All entries below must be retyped exactly, though pictures are to be skipped.

▶ Listed records:
● ● ● ● ●

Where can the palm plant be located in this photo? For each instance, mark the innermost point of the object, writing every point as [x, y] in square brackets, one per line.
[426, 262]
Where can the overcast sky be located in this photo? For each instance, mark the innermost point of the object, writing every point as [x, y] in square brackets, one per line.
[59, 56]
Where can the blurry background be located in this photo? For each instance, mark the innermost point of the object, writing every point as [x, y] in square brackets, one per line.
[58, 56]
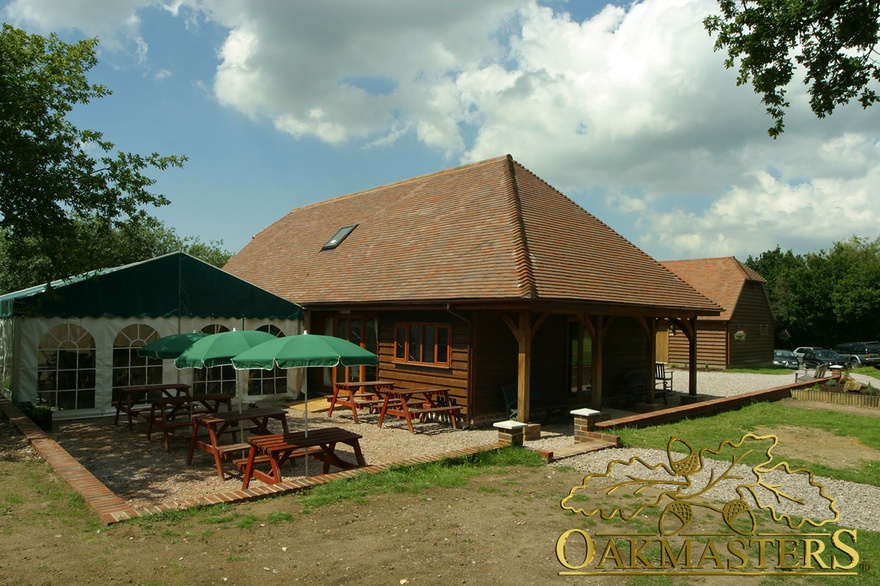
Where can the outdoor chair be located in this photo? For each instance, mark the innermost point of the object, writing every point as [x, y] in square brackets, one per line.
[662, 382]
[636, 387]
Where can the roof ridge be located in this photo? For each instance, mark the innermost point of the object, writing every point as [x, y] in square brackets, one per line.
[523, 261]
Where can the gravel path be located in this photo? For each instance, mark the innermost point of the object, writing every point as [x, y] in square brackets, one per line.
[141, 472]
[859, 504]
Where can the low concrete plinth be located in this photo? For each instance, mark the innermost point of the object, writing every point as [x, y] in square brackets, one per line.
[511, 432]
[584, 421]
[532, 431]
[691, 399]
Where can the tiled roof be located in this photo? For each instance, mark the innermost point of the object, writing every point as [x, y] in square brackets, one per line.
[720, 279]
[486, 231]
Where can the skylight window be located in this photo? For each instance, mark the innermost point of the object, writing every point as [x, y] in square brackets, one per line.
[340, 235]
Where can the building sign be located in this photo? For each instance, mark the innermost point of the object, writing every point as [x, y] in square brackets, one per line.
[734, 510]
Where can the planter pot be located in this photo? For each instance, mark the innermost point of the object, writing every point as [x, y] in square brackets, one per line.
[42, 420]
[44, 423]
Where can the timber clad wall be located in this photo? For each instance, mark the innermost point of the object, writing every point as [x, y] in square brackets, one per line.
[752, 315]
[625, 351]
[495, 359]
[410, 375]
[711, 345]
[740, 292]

● ● ● ● ●

▶ Answer area:
Where can the palm plant be located in this photo? For each instance, mark the innermost point of the object, writing every point as [x, y] in square brackets, one per line.
[426, 262]
Where can the overcast sky be located in this photo? For each instance, mark the innermost point of the object, writing every point as [x, y] in square brackets, one per line.
[59, 56]
Where can the blurry background be located in this photo? For each instance, mark the innermost point of the object, writing every point as [x, y] in square brackets, one per line.
[58, 56]
Where can the outdoor chair be located in this photo? For each instance, mark the innermost point of the object, writing every point as [x, y] in square brackets, one per line.
[662, 382]
[636, 387]
Where can the roof ridge be located in this photo? For each instance, mark the innermost point of the object, writing every point as [x, y] in square brackets, one per line.
[523, 261]
Where can the gravel path be located in this photo? For each instance, mark the innermost point of the object, writing every point as [x, y] in square brackets, one per line.
[141, 472]
[859, 504]
Where can the low concrete plinth be located in this photo? For each instance, mark the innermost point of the object, writing every point as [x, y] in square brackets, one per line.
[511, 432]
[584, 421]
[532, 431]
[691, 399]
Where can the tiled roof be located in this photo? For each instance, mark the innermost point of the object, writing every point as [x, y] in square brackets, one per line.
[720, 279]
[486, 231]
Where can the skylight window be located in this photo? For each instance, mark the innermost point of the object, writing every point as [x, y] in square brackets, one per line.
[340, 235]
Where can the building sign be located in this photo? For each instance, mark the innermost point of the object, writing every point as [x, y] in square brackets, one per line.
[734, 510]
Where can the planter pot be located in this photo? For each instance, mark the innermost point of the object, writing every point as [x, y] in square brackets, one per line.
[42, 420]
[44, 423]
Where can the timber clad wall be located in this photo? For each instance, mark the innermost point of the object, writing every point as [x, y] in square brackets, one per line.
[752, 315]
[625, 351]
[495, 359]
[410, 375]
[711, 345]
[740, 292]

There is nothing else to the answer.